EXTRAIT DU DOCUMENT:
__________________________________________________
Direct Connect, voilà le nom qui suscite une énorme controverse au sein de l’univers du voyage d’affaires, et plus globalement une belle frayeur chez les systèmes de distribution. Il s’agit du nouveau modèle économique voulu par American Airlines. Et s'il fait tant de bruit depuis quelques jours de l’autre côté de l’Atlantique, c’est parce qu’il vise tout simplement à détourner les travel managers et voyageurs des GDS et des agences pour que les compagnies puissent traiter directement avec eux. Une information révélée par le Centre For Asia Pacific Aviation. La stratégie d’American Airlines est claire : réduire considérablement les coûts de distribution, et même générer des revenus en faisant payer les GDS pour accéder au contenu de AA.com. C’est aussi une manière pour la compagnie de contrôler son produit dans l’intégralité, du pricing au ticketting en passant par les frais annexes liés au dégroupage des tarifications. American veut traiter en direct avec ses clients corporates, sans aucun intermédiaire.

La réaction des intermédiaires en question ne s’est pas faite attendre. Car ce nouveau modèle de distribution pourrait totalement remodeler le paysage du business travel, en inversant les rapports entre les GDS et les compagnies, mais surtout en obligeant les entreprises, les TM et les voyageurs à repenser leurs canaux de réservations. Pour la Business Travel Corporation, dont les propos sont rapportés par le Centre For Asia Pacific Aviation, "c’est un retour à l’âge de pierre, quand les agents de voyages devaient appeler chaque compagnie pour obtenir les tarifs et disponibilités". La BTC estime que Direct Connect imputera également d’importants coûts de restructurations et d’investissements technologiques aux intermédiaires pour s'adapter et intégrer les différents systèmes «fermés» des compagnies.

American Airlines, et dix autres compagnies concernées par ce nouveau modèle mais dont les noms n’ont pas été cités, se défendent en expliquant que les acheteurs pourront contrôler plus facilement leurs réservations en traitant directement avec elles, notamment en matière de frais annexes liés au dégroupage des tarifications. Les transporteurs estiment que les GDS ne sont pas capables actuellement d’intégrer correctement tous ces paramètres. Ce qui n’est pas totalement vrai. Car les compagnies low-cost, à l’origine de cette tendance, travaillent depuis quelque temps à s’intégrer aux GDS pour accéder au marché du voyage d’affaires. Pour les compagnies aériennes, il s’agit surtout de réduire de 50% les coûts liées à la distribution, selon les estimations du président de Farelogix qui fournit la solution technologique Direct Connect.
__________________________________________________
DONNÉES FOURNIES:
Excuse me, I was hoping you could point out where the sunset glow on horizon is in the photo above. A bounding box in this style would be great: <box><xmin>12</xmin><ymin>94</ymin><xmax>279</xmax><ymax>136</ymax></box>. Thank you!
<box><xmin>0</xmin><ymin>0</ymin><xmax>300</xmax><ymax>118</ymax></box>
__________________________________________________
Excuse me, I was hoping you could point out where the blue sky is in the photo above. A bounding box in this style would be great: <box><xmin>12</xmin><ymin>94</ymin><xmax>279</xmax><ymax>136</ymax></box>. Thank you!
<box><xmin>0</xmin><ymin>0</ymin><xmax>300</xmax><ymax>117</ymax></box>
__________________________________________________
CONSIGNE:
D'après l'extrait sur Direct Connect, à quel pourcentage le président de Farelogix estime-t-il la réduction des coûts de distribution visée par les compagnies aériennes ? Le listing ci-dessus provient d'une source distincte de l'extrait.

RÉPONSE ATTENDUE:
50 %.